Work task - The answer should be an exact repeat of the stretch of material below from the line containing "Note to the class: point out the wasp" through the line containing "of the rippled".

***** Provided entries *****

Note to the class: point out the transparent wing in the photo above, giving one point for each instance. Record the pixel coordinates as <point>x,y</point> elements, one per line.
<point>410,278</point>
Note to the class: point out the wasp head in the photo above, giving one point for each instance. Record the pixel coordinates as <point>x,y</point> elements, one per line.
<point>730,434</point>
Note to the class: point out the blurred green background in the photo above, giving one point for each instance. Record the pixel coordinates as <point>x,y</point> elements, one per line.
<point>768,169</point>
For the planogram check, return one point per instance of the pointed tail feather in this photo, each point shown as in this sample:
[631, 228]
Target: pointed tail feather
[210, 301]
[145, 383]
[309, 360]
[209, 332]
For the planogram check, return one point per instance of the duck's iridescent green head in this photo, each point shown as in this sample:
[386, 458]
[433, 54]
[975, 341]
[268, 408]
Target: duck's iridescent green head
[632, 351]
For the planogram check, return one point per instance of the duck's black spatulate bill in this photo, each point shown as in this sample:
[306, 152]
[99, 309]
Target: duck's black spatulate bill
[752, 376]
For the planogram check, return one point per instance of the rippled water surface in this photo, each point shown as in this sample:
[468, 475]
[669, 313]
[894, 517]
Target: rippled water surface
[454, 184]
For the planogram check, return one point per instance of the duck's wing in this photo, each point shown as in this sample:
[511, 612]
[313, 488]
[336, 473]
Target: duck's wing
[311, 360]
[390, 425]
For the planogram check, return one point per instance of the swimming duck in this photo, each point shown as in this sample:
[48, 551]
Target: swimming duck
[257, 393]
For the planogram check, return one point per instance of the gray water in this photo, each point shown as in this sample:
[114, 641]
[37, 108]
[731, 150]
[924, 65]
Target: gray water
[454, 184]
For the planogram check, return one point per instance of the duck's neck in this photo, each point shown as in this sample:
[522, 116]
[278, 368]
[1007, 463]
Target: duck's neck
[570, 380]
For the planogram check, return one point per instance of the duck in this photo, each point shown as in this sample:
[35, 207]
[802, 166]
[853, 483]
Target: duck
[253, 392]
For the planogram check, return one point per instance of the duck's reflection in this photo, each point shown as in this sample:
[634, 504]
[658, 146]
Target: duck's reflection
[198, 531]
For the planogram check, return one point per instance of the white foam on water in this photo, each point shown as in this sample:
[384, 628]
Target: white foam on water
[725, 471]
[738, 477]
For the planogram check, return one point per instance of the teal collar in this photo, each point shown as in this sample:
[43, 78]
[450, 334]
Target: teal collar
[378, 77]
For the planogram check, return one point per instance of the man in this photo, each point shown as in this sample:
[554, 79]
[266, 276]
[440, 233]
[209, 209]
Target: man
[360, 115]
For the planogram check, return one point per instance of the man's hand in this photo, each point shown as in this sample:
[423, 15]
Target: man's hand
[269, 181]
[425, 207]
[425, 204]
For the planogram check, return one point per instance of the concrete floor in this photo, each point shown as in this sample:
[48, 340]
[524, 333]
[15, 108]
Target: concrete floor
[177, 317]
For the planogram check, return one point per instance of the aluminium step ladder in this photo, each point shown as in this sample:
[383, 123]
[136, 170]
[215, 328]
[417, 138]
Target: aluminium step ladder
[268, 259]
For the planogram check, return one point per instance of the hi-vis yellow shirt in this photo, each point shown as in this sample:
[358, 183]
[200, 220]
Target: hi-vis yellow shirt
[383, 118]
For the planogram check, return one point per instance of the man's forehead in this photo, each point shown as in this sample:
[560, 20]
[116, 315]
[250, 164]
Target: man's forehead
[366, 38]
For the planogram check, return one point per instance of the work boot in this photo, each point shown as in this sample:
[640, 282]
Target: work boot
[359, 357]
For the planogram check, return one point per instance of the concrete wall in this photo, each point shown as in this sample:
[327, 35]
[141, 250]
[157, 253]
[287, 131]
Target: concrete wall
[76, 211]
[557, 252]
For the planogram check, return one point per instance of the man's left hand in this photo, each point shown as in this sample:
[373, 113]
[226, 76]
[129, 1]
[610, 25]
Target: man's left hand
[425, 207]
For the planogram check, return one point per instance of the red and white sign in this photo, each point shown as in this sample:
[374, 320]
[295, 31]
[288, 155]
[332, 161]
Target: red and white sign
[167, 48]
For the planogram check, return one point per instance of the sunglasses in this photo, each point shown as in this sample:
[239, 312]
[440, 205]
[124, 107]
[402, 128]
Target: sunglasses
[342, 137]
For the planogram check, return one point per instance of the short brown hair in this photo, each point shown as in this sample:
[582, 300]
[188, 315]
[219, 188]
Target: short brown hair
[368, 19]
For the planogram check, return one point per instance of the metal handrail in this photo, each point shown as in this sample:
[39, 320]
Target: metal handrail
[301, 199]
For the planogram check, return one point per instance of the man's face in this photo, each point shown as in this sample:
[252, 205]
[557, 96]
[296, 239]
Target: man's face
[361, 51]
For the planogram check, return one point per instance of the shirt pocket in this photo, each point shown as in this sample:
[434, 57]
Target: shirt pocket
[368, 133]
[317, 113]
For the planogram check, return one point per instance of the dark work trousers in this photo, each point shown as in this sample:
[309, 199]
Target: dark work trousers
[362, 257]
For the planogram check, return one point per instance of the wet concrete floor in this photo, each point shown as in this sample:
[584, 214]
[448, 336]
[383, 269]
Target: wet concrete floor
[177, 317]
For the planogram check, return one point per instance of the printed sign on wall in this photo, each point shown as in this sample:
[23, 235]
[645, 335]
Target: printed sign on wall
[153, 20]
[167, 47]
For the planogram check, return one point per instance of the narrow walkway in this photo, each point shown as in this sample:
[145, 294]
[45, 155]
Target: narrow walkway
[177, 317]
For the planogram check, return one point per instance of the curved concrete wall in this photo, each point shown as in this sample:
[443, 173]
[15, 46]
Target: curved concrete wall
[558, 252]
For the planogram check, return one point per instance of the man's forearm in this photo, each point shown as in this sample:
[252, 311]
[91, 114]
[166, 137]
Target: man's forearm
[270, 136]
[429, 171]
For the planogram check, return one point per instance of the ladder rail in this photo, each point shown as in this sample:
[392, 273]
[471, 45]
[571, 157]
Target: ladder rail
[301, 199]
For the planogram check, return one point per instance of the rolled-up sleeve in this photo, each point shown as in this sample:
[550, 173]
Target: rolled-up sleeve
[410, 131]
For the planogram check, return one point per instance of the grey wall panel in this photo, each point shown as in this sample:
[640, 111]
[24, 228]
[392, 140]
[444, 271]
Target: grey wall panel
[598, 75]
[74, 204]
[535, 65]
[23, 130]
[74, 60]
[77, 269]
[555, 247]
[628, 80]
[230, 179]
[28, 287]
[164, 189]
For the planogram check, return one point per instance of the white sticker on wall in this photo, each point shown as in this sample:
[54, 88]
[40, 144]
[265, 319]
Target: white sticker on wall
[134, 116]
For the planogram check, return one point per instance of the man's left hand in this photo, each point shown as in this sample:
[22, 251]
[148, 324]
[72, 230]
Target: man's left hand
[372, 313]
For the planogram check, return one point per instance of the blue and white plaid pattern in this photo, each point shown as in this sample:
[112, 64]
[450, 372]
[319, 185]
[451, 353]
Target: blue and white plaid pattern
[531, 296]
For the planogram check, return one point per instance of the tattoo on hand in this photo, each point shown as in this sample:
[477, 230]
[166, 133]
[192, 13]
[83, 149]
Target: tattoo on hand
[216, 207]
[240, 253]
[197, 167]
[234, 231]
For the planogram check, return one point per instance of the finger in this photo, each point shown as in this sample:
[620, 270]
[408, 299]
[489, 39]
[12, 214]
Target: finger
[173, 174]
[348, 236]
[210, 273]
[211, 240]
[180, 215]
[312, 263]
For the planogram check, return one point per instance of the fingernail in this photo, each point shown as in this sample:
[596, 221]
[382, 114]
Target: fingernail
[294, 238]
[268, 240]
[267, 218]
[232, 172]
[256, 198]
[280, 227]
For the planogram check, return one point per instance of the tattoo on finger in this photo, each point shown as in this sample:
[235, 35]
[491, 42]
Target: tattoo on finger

*****

Solution below -
Note to the class: point out the wasp head in the photo above, giving one point for each instance. Record the pixel coordinates as <point>x,y</point> elements, one per line.
<point>730,434</point>
Note to the class: point out the blurred green background in the photo above, giving one point for each instance. Record the pixel coordinates as <point>x,y</point> elements, one per line.
<point>768,169</point>
For the planogram check, return one point per instance of the pointed tail feather in this photo, each point shown as in this sample:
[631, 228]
Target: pointed tail feather
[210, 301]
[145, 383]
[309, 360]
[209, 332]
For the planogram check, return one point per instance of the duck's iridescent green head in this photo, each point shown as in this sample:
[386, 458]
[433, 54]
[975, 341]
[268, 408]
Target: duck's iridescent green head
[632, 351]
For the planogram check, return one point per instance of the duck's black spatulate bill in this photo, each point shown as in this sample:
[306, 152]
[99, 309]
Target: duck's black spatulate bill
[752, 376]
For the planogram check, return one point per instance of the rippled water surface in this photo, each point shown as in this sample:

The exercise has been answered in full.